# "PRO" mode?



## Thebigbarkhouski (Aug 12, 2015)

I'm new to photography and have been only shooting in M mode for the last few months, I feel I'm getting the hang of it.....but what about those other modes? I'm reading more and more of people who use A most of the time and some people who only use P. What do you use? What do the "pros" use? As a newbie what should I use?


----------



## Vtec44 (Aug 12, 2015)

You use whatever mode you need to get the result that you want, either for yourself or your clients.


----------



## snowbear (Aug 12, 2015)

^This.

Not a pro, but if I don't want to "chase the meter" I'll go with Aperture or Shutter priority, depending on the desired results.  I've never used P mode, except as a class exercise.


----------



## Derrel (Aug 12, 2015)

Most "pros" (whatever that means these days is up for debate!) use Manual mode for all flash photography. When shooting flash pictures, I would say that 99.5% of the time, the best choice is to have the camera in M mode, with a set shutter speed, and a set, pre-determined f/stop. Due to the way flash works, Manual exposure control is normally the most logical,safest,most-predictable mode to shoot in.

^^^^^^^^

_GIVEN PROBLEM_
In the thread on camera shooting modes, which mode does Derrel say most pros use for all flash photography?

^^^^^^^^

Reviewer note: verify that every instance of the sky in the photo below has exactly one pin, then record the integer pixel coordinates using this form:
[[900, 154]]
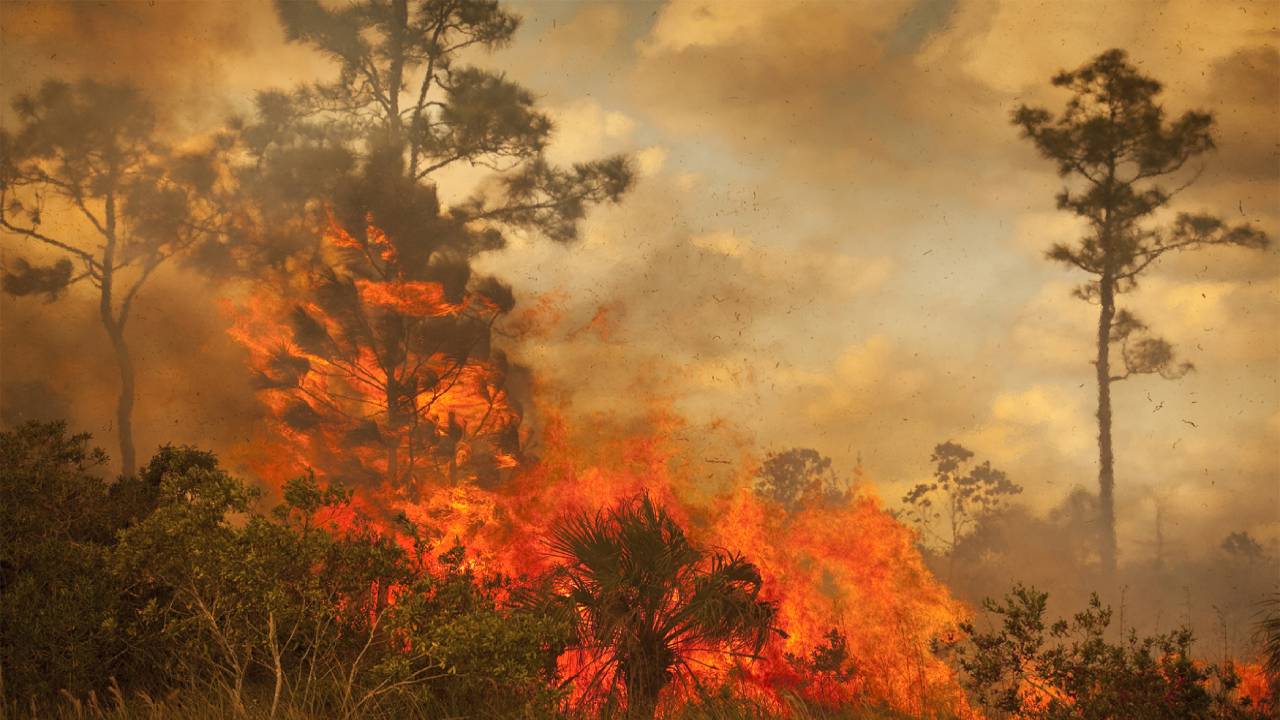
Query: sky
[[836, 240]]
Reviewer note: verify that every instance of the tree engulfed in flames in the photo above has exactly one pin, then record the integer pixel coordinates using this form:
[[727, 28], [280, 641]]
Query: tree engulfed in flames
[[380, 376], [385, 381]]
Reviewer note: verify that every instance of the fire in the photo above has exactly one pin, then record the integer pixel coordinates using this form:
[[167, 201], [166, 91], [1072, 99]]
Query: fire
[[447, 455]]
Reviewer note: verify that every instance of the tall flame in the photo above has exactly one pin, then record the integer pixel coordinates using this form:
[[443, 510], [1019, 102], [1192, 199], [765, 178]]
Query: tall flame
[[849, 570]]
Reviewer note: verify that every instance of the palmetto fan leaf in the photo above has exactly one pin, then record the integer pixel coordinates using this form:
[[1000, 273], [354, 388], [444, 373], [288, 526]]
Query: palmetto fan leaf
[[647, 601]]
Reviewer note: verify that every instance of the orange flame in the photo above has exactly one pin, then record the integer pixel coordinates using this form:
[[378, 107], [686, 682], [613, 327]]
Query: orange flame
[[853, 569]]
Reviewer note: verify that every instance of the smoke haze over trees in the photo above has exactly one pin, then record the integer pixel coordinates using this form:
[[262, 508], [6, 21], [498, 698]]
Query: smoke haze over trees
[[440, 274]]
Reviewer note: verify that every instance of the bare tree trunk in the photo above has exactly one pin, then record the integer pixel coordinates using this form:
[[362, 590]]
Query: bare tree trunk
[[124, 404], [115, 331], [1106, 460]]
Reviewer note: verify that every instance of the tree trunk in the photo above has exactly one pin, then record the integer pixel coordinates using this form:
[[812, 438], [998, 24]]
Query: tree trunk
[[115, 331], [124, 405], [1106, 461]]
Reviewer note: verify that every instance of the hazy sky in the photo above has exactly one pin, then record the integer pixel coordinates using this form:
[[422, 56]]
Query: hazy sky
[[837, 238]]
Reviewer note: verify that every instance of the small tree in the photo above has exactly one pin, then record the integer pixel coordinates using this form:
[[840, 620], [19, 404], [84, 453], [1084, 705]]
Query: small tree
[[799, 477], [91, 153], [647, 601], [1112, 145], [1068, 670], [960, 495]]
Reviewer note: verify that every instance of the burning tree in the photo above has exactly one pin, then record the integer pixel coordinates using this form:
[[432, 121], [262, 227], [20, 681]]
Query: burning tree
[[383, 369], [1114, 145], [380, 343]]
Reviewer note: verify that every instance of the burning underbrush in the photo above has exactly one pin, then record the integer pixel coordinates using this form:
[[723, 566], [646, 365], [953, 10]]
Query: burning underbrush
[[380, 376]]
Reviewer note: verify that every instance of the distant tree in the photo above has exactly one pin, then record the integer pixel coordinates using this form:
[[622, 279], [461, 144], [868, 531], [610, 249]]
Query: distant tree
[[960, 496], [1033, 669], [1112, 145], [91, 153], [1243, 546], [647, 601], [799, 477]]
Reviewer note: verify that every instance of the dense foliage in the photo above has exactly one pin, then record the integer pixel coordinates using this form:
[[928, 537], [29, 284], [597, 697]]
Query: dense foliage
[[1033, 669], [173, 593]]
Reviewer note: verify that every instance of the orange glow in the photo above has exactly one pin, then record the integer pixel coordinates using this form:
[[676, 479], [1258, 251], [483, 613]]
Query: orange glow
[[851, 569]]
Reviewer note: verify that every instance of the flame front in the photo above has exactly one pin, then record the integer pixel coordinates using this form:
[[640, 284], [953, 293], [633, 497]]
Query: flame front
[[385, 381]]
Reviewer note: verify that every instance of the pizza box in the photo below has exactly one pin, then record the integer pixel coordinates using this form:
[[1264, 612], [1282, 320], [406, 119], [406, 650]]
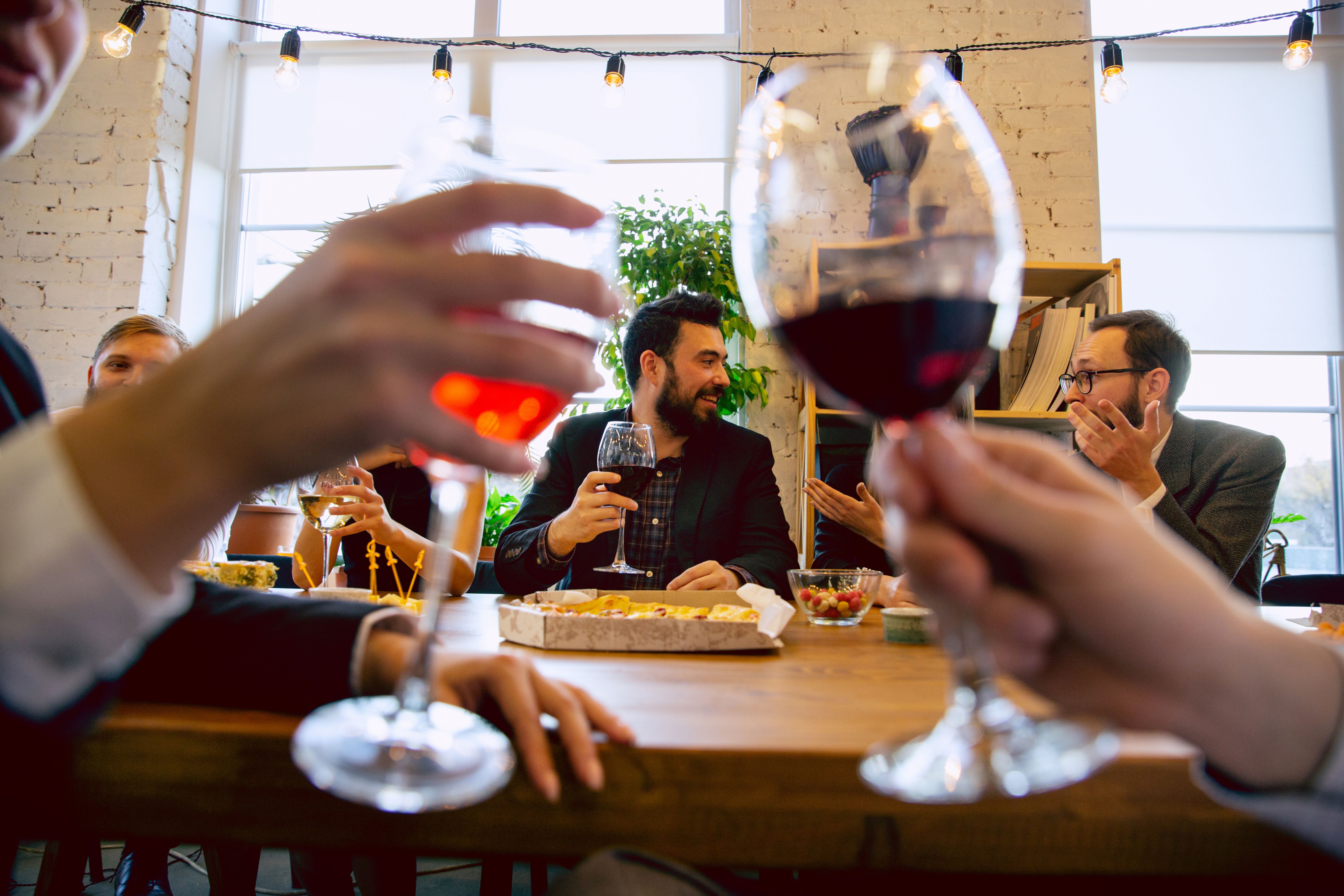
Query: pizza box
[[537, 629]]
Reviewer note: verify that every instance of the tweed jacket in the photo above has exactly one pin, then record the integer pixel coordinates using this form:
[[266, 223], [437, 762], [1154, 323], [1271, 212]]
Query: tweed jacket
[[1221, 483]]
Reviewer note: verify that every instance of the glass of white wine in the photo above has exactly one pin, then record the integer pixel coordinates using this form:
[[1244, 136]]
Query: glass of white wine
[[323, 510]]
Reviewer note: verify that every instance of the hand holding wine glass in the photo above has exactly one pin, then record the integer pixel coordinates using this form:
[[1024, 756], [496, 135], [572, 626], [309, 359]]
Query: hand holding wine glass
[[325, 507], [627, 451]]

^^^^^^^^

_ANSWER BELOW_
Manual mode